## START Supplied material
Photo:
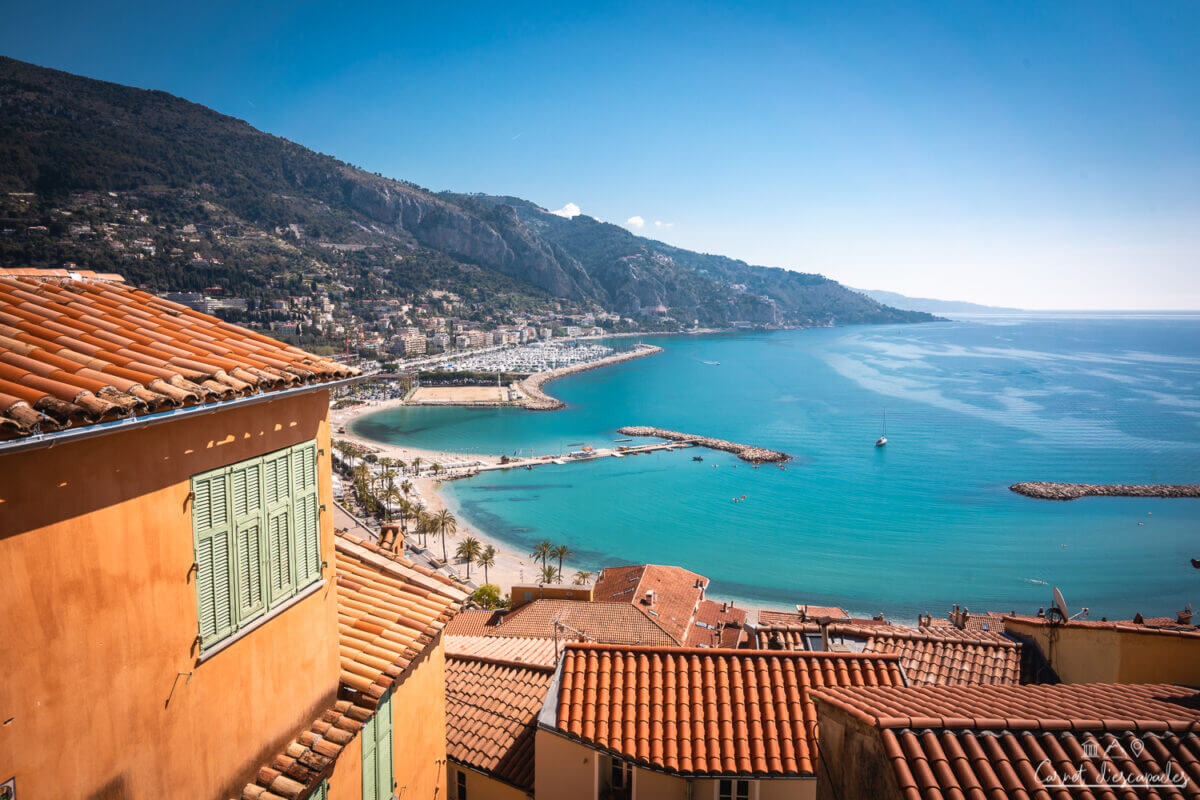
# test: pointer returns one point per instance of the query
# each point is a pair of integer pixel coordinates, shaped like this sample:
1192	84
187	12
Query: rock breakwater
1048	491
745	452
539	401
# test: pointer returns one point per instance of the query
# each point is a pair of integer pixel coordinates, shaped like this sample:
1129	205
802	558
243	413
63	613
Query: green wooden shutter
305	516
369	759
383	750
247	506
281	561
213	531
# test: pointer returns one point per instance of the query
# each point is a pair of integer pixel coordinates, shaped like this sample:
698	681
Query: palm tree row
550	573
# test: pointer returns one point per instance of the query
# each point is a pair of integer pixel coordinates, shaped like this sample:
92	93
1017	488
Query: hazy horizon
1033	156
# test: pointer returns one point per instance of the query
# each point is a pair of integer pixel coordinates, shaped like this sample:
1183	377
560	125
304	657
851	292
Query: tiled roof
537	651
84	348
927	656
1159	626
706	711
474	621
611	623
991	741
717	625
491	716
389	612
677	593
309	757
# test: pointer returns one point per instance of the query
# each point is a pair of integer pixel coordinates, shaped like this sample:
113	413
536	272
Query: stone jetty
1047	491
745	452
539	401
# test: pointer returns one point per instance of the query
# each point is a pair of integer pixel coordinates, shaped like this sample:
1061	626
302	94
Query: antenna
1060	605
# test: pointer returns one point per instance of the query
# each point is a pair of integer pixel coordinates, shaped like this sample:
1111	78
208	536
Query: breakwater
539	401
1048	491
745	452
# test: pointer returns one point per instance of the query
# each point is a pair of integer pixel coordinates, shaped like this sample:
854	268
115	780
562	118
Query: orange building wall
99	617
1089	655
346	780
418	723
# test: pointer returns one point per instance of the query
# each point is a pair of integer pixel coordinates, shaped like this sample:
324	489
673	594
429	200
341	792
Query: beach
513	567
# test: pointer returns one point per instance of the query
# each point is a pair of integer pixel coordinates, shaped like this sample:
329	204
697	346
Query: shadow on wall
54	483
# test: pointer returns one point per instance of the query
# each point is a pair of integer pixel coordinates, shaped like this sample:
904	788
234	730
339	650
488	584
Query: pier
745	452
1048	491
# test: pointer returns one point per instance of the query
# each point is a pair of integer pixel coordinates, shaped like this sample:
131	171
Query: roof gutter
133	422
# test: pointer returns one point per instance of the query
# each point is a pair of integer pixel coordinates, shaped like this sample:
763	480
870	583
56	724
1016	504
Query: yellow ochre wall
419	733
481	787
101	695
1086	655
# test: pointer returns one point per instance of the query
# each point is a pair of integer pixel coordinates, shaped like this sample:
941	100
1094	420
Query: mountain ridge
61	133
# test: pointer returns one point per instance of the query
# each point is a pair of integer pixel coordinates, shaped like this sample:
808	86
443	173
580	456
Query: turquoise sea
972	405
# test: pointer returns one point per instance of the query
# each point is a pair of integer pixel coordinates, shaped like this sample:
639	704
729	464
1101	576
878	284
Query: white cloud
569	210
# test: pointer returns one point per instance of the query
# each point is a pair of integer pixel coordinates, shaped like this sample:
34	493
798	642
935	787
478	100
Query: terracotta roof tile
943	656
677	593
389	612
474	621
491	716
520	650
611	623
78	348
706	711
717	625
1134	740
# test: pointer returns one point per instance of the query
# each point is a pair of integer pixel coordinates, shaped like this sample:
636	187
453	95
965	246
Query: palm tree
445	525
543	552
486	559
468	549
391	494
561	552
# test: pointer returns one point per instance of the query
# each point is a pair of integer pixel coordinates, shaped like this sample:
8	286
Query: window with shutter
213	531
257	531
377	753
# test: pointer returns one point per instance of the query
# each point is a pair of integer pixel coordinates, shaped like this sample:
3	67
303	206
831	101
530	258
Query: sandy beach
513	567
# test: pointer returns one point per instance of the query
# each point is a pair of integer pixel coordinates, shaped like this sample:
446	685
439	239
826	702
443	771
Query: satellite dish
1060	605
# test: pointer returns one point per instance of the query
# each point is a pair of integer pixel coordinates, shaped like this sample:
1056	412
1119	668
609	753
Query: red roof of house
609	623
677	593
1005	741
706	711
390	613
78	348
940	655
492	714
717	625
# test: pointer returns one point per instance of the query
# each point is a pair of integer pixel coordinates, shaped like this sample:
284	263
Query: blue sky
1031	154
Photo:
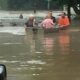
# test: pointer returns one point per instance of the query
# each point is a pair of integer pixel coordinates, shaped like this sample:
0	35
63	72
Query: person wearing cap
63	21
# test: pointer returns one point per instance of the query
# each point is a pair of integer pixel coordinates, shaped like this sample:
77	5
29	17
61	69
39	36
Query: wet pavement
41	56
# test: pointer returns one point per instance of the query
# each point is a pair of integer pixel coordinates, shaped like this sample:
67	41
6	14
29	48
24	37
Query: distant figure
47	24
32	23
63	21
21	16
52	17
## END Supplied material
Written exercise ▸ Reproduce all entries exactly. Pictures do not belong in the copy.

The completed task ▸
Photo:
# test: pointer returns one point per instance of the query
# each point is a pair of integer pixel coordinates, shaped like this sample:
1192	84
187	12
Query: rock breakwater
1048	491
745	452
539	401
# test: pointer returns one point per instance of the query
# each point is a pair of integer pixel coordinates, shaped like this sample:
1129	205
802	558
243	413
63	613
Query: green wooden shutter
305	516
369	759
383	750
247	506
281	561
213	531
# test: pointer returns one point per instance of the query
# each point is a pair of integer pixel coordinates, shaped like this sample:
698	681
Query: palm tree row
550	573
# test: pointer returns one point per instance of the query
# each point is a pair of integer pixel coordinates, shaped like this sample:
92	93
1017	488
Query: hazy horizon
1033	156
# test: pointer returns one point per instance of the query
# each point is a pair of integer pixel coordinates, shaped like this sample:
1183	377
560	125
304	657
851	292
Query: tiled roof
537	651
84	348
927	656
1159	626
706	711
474	621
611	623
991	741
717	625
491	716
389	612
677	593
309	757
# test: pointer returns one point per instance of the query
# each point is a pair of integer pixel coordinates, shaped like this sample:
113	413
536	272
Query: stone jetty
1047	491
745	452
539	401
# test: pointer returns one point per instance of the query
# each point is a pair of integer pixel coordinates, shaped like this sample:
1061	626
302	94
Query: antenna
1060	605
# test: pointer returns one point per instance of the query
# each point is a pair of integer pixel coordinates, shaped like this sample:
1111	78
208	536
Query: breakwater
539	401
1048	491
745	452
# test: pointer returns one point per instance of the query
# each point is a pair of integer pixel coordinates, shaped like this sample:
854	268
115	780
562	118
Query: orange building wall
99	617
1089	655
346	780
418	723
# test: pointer returns one point per instance of the query
# each point is a pair of integer pixel coordinates, shaped like this sample:
324	489
673	594
429	200
341	792
Query: beach
513	567
# test: pointer returns one point per instance of the query
# each point is a pair of integer pixel coordinates, shaped like this sample:
329	204
697	346
Query: shadow on wall
54	483
# test: pointer returns one point per instance of the query
# each point is a pair of integer pixel coordinates, shaped like this sample:
904	788
234	730
339	650
488	584
Query: pier
745	452
1048	491
# test: pointer returns one point per instance of the query
# each point is a pair of integer pixel coordinates, shaped like this sample:
131	171
Query: roof gutter
133	422
# test: pointer returns one point per instance of the query
# each point is a pair of integer pixel coordinates, shaped like this sample:
763	480
870	583
56	724
1016	504
Query: yellow ochre wall
419	733
481	787
101	695
1086	655
# test: pointer returns one point per instance of the query
# each point is a pair of integer pixel coordinates, shaped like this sample:
941	100
1094	420
Query: mountain ridge
61	133
# test: pointer returns one point per instance of the query
# each point is a pair of integer pixel coordinates, shaped like this sample:
808	86
443	173
580	456
Query: turquoise sea
972	405
# test: pointer returns one point per instance of the query
# each point is a pair of integer pixel coordinates, shaped like this sample:
639	704
729	464
1101	576
878	284
Query: white cloud
569	210
# test: pointer returns one point per instance of the query
# each point is a pair of integer pixel coordinates, shaped like this sample:
34	493
798	642
935	787
478	100
Query: terracotta roof tile
943	656
677	593
389	612
474	621
491	716
520	650
611	623
78	348
706	711
717	625
1134	740
# test: pointer returns one point per instance of the query
# each point is a pair of integer pixel coordinates, shaped like this sample:
636	187
453	95
965	246
Query: palm tree
445	525
543	552
486	559
468	549
391	494
561	552
# test: pointer returns one point per instance of the query
# each point is a pair of integer pixel coordinates, shaped like this sample:
8	286
Query: window with shutter
213	531
257	531
377	753
# test: pointer returns one point per instance of the query
# each point is a pair of integer pixel coordinates, shaped like this sample:
3	67
303	206
831	101
530	258
Query: sandy beach
513	567
# test: pointer returns one point per instance of the query
# each point is a pair of integer pixel coordinates, shaped like this sample:
446	685
439	239
826	702
443	771
Query: satellite dish
1060	605
# test: pointer returns one point per instance of the query
# each point is a pair of integer pixel coordinates, shaped like this sample:
1056	412
1119	668
609	753
Query: red roof of house
609	623
677	593
1005	741
706	711
390	613
78	348
940	655
492	714
717	625
# test: pointer returns one point per instance of the query
# each point is a pair of integer pixel coordinates, shaped like this sample:
284	263
Query: blue sky
1031	154
Photo:
# test: pointer returns one point per instance of the query
# each point is a pair of integer pixel coordinates, shaped like this sample:
0	35
63	72
Query: person wearing cap
63	21
# test: pointer returns one point per instance of the query
# each point is a pair of integer pixel coordinates, shaped like this sample:
77	5
29	17
61	69
39	36
Query: wet pavement
41	56
# test: pointer returns one point per instance of the query
# each point is a pair of integer pixel coordinates, shaped like this sample:
67	41
6	14
29	48
24	37
Query: distant figure
47	24
32	23
63	21
21	16
52	17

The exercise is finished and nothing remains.